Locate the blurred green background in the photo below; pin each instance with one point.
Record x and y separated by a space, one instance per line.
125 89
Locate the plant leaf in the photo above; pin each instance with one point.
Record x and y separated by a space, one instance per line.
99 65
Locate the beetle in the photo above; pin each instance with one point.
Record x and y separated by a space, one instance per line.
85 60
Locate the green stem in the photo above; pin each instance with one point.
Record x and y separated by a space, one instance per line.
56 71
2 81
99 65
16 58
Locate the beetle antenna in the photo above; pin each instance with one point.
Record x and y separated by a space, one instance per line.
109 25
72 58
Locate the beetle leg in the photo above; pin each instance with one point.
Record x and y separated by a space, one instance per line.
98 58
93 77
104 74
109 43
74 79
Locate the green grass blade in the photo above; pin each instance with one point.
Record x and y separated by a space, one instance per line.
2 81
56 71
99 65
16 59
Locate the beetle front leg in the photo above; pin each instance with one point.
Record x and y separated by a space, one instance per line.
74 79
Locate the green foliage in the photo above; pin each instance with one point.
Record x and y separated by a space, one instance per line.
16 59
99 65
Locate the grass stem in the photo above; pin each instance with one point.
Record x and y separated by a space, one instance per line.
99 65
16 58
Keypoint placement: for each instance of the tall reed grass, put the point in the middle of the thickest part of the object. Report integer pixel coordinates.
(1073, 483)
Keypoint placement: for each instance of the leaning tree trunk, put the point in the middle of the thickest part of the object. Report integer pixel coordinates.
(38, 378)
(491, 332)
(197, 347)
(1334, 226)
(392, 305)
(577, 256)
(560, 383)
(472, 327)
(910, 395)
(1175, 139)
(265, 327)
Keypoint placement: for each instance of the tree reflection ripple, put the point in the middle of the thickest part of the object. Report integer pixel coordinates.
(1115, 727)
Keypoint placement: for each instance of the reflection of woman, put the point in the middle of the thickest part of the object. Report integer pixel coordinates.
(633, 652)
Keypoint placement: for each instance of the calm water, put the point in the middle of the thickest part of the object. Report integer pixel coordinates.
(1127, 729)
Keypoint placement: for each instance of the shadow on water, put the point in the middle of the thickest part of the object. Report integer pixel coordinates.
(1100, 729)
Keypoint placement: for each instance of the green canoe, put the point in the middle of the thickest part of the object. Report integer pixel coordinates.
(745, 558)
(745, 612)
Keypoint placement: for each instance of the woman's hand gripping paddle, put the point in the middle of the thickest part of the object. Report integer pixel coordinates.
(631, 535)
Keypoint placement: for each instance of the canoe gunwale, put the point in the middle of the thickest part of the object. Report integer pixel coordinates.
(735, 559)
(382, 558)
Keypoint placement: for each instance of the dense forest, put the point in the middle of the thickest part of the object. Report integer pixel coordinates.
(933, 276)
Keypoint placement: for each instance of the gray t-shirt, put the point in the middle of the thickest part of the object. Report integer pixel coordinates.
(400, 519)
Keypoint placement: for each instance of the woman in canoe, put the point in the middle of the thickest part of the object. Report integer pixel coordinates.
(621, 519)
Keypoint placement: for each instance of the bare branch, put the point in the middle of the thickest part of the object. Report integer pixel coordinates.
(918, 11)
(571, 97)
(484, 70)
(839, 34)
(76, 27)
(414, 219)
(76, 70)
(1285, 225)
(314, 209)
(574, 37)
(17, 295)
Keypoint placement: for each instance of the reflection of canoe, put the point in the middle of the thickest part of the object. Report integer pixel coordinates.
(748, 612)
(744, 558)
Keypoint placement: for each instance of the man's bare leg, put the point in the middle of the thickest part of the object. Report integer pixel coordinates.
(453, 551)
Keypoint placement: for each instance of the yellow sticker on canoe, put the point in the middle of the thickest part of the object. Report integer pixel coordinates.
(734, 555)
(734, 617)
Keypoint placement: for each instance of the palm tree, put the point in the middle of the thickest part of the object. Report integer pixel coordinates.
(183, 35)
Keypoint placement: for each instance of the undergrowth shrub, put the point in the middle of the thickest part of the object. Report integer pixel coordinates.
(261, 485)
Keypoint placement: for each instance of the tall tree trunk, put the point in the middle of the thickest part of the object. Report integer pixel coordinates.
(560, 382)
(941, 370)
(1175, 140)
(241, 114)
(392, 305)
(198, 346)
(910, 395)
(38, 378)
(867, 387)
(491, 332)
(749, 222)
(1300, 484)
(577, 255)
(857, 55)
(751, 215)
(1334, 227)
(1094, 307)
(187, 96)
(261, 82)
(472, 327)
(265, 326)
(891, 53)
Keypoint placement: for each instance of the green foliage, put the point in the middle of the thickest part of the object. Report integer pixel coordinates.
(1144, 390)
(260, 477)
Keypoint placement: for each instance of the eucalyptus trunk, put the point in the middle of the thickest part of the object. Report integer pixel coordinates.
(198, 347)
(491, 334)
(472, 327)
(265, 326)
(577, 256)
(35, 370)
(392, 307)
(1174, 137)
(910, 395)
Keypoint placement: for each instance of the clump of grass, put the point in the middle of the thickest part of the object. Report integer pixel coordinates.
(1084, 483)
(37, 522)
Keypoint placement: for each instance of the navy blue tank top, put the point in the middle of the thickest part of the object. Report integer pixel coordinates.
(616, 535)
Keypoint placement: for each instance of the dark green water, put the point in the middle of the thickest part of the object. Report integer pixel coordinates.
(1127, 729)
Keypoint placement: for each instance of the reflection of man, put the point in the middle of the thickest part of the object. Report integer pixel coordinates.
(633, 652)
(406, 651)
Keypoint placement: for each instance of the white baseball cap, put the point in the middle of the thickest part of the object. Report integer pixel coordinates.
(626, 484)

(Task to carry out) Rewrite every line of the records above as a numbered list, omitting any blank lines.

(Solution for this exercise)
1. Locate the blurred green background in the photo below; pin each instance with one point.
2. Record x and y separated by a space, one instance per line.
3. 125 89
4. Locate the plant leaf in the photo above; pin each instance with one point.
5. Record x and y separated by a space, one instance per line.
6. 99 65
7. Locate the beetle in the photo above; pin each instance with one point.
8. Record x and y separated by a space, one instance per line.
9. 85 60
10. Locate the green stem in the photo above; pin each instance with one point.
11. Record x and y separated by a space, one instance per line.
12. 56 71
13. 2 81
14. 99 65
15. 16 58
16. Locate the beetle antenna in the photo above; pin each instance with one point.
17. Record x and y separated by a space, one instance per line.
18. 109 25
19. 72 58
20. Locate the beetle leg in the photo above; pin each instance with one point.
21. Record x and y separated by a space, one instance per line.
22. 98 58
23. 93 77
24. 104 74
25. 109 43
26. 74 79
27. Locate the green grass blade in the photo above; pin each instance with one point.
28. Record x and y separated by a space, one instance per line.
29. 2 81
30. 56 71
31. 99 65
32. 16 59
33. Locate the beetle front leg in the photo above; pin each instance with one point.
34. Record x and y separated by a space, one instance per line.
35. 74 79
36. Locate the green foliage in the photo above; pin each instance with one point.
37. Record x and y separated by a space, one instance per line.
38. 16 59
39. 99 65
40. Locate the grass stem in the photo above; pin each instance with one point.
41. Record x and y separated by a space, one instance per line.
42. 99 65
43. 16 58
44. Keypoint placement: for each instance of the tall reed grass, put the point in the middle of the thickest part of the object. Report integer pixel coordinates.
45. (1073, 483)
46. Keypoint placement: for each instance of the leaning tree trunk, put the point in the middle of the thickest part of the object. Report integer pixel coordinates.
47. (38, 378)
48. (491, 332)
49. (197, 347)
50. (1334, 226)
51. (392, 305)
52. (577, 256)
53. (560, 383)
54. (472, 327)
55. (910, 395)
56. (1175, 139)
57. (265, 327)
58. Keypoint placement: for each instance of the tree reflection ripple, put the point in the middle of the thickest part of the object. Report integer pixel coordinates.
59. (1115, 727)
60. Keypoint placement: for each instance of the reflection of woman, put the point in the middle of the thickest part of the object. Report integer pixel coordinates.
61. (633, 652)
62. Keypoint placement: for each instance of the calm water, put the point in the middle of the thickest part of the object. Report integer pixel coordinates.
63. (1127, 729)
64. Keypoint placement: for each instance of the shadow on water, put the point in the middle of the thickest part of the object. Report integer pixel coordinates.
65. (1100, 729)
66. Keypoint placement: for each instance of the green canoe, put the point in the middle of the thickest part of the object. Report integer pixel coordinates.
67. (745, 558)
68. (745, 612)
69. Keypoint placement: for each instance of the woman's hand gripping paddle, put the point in the middle of the thickest part of the object. Report integer pixel coordinates.
70. (631, 535)
71. Keypoint placement: for each instance of the canoe gunwale, put the point in the middle of the thickest part of the object. Report integer pixel coordinates.
72. (735, 559)
73. (382, 558)
74. Keypoint placement: for each instance of the dense forest, put the point in the middle of the thickest part of the object. Report integer pixel coordinates.
75. (933, 276)
76. Keypoint placement: for each instance of the gray t-shirt, put the point in the middle of the thickest part of the object. Report integer pixel coordinates.
77. (400, 519)
78. Keypoint placement: for each instance of the woman in canoe, put the point in the middle of the thickest part of the object. Report integer pixel coordinates.
79. (621, 519)
80. Keypoint placement: for each instance of the bare branch, put the point in the middle of the thickest part of the object. Report integer pixel coordinates.
81. (918, 11)
82. (571, 97)
83. (484, 70)
84. (839, 34)
85. (76, 27)
86. (414, 219)
87. (76, 70)
88. (1285, 225)
89. (314, 209)
90. (574, 37)
91. (17, 295)
92. Keypoint placement: for each instance of the reflection of canoe, put the point in the middle of the thickest part of the object. Report integer pixel coordinates.
93. (748, 612)
94. (744, 558)
95. Keypoint placement: for each instance of the man's bare leg, put the point in the middle of the thickest part of the object. Report integer pixel coordinates.
96. (453, 551)
97. Keypoint placement: for each instance of the yellow sticker on canoe, put the point in the middle of the thickest part of the object. Report integer pixel coordinates.
98. (734, 555)
99. (734, 617)
100. Keypoint placement: for each instance of the palm tree, put the point in the middle of the thickest part of the object. Report integer pixel coordinates.
101. (183, 35)
102. Keypoint placement: for each instance of the undergrowth shrub, put the point in the middle of the thickest part of the object. Report integer pixel coordinates.
103. (261, 485)
104. Keypoint placement: for each instance of the tall tree trunk, put the point in the middle of the thickest part of the object. Report integer pixel coordinates.
105. (560, 382)
106. (941, 370)
107. (1175, 140)
108. (241, 114)
109. (392, 305)
110. (198, 346)
111. (910, 395)
112. (38, 378)
113. (867, 387)
114. (491, 332)
115. (749, 222)
116. (1300, 484)
117. (577, 255)
118. (857, 55)
119. (751, 215)
120. (1334, 227)
121. (1094, 307)
122. (187, 96)
123. (261, 82)
124. (472, 327)
125. (265, 326)
126. (891, 53)
127. Keypoint placement: for each instance of the green foliage, put the point in the middle of the thickest part of the object. Report integer pixel coordinates.
128. (1144, 390)
129. (260, 477)
130. Keypoint placement: for each instance of the eucalyptus trunk, put the point in the middle of the thickest part of the object. Report integer pixel coordinates.
131. (198, 347)
132. (491, 334)
133. (472, 327)
134. (265, 326)
135. (577, 256)
136. (35, 370)
137. (392, 307)
138. (1174, 137)
139. (910, 395)
140. Keypoint placement: for each instance of the clump of grass, put the point in the middle of the thickest part of the object. Report integer pixel coordinates.
141. (1084, 483)
142. (37, 522)
143. Keypoint placement: for each instance of the navy blue tank top, put the point in the middle of the thickest part of the object. Report integer pixel coordinates.
144. (616, 535)
145. Keypoint placement: for each instance of the dark green water, put the point in the middle of the thickest part of the object. Report integer pixel coordinates.
146. (1127, 729)
147. Keypoint placement: for each instance of the reflection of man, put the point in the middle of the thickest part of the object. Report integer pixel coordinates.
148. (633, 652)
149. (406, 651)
150. Keypoint placement: for each instance of the white baseball cap, put the point in the middle of the thickest part of the object. Report integer pixel coordinates.
151. (626, 484)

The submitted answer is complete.